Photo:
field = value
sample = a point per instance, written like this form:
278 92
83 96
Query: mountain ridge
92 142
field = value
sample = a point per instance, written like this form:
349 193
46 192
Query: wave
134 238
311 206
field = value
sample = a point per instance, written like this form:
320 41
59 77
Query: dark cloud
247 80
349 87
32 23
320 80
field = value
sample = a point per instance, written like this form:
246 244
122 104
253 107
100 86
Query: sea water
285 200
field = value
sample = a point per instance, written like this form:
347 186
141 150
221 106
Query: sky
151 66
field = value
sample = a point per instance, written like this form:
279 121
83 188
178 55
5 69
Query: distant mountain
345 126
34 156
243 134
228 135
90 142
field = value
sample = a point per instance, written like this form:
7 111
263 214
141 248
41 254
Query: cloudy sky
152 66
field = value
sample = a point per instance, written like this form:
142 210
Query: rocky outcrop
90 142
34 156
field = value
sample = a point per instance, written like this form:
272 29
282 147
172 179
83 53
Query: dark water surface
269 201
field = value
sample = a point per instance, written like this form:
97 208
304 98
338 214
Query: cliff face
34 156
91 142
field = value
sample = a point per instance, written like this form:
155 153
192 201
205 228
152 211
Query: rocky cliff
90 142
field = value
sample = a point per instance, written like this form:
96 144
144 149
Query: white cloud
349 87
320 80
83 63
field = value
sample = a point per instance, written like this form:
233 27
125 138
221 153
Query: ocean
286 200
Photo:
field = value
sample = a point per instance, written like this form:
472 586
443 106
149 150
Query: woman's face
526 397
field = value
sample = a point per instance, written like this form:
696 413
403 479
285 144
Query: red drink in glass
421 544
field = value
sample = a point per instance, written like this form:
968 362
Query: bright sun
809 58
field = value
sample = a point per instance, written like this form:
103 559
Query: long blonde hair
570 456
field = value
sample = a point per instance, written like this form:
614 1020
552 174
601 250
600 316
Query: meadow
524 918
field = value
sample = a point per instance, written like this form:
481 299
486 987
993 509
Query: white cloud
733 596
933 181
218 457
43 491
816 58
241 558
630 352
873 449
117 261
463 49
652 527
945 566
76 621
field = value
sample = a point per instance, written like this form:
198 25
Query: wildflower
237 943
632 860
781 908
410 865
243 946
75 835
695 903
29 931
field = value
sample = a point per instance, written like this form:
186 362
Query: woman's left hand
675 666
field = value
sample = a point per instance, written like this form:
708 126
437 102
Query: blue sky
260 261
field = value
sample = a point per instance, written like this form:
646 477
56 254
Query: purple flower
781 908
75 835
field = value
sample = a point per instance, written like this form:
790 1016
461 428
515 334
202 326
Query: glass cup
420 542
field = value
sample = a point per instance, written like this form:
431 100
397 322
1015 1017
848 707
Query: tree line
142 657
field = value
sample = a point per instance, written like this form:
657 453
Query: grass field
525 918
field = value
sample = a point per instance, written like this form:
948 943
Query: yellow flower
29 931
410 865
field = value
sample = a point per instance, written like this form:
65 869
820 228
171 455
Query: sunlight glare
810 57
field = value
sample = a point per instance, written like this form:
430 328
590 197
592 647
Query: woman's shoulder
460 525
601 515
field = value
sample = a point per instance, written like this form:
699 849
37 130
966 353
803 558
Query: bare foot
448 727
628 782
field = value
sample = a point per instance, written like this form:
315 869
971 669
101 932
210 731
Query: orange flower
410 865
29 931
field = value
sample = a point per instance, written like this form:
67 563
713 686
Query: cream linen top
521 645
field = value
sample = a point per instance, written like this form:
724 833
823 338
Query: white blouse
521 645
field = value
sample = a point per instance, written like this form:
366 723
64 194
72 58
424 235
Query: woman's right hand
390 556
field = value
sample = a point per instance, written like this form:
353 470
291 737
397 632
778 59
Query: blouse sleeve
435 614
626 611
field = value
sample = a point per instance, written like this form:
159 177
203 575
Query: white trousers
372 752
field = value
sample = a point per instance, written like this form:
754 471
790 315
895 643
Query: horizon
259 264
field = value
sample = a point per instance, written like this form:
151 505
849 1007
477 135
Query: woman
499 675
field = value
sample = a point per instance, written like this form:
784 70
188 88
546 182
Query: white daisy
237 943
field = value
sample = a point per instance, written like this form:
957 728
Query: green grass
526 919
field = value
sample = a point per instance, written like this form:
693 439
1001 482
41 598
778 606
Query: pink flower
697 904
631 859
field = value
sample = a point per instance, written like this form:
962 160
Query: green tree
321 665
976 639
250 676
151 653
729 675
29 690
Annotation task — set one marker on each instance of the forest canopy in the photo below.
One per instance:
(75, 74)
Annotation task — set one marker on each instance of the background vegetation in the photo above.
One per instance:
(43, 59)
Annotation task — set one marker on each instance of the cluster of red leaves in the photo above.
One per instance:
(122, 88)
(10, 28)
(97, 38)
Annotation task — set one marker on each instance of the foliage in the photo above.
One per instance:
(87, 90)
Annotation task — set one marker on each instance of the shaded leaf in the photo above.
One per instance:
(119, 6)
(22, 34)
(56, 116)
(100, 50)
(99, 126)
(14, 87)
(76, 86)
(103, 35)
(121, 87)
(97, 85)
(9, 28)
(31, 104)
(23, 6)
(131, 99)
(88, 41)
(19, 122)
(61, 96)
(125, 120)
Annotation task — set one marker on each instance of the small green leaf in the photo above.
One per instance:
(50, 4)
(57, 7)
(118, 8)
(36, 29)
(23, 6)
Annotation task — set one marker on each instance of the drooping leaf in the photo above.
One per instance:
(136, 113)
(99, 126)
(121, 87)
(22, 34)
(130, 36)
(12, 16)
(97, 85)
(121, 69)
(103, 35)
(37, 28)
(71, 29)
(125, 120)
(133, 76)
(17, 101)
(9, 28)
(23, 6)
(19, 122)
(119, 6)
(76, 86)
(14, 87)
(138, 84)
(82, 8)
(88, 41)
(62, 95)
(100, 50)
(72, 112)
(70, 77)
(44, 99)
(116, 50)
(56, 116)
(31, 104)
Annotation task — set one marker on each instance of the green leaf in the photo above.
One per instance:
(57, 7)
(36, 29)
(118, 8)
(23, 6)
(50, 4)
--
Looking at the records above, in how many lines does the word "leaf" occur? Reply with the number alone.

Answer box: 4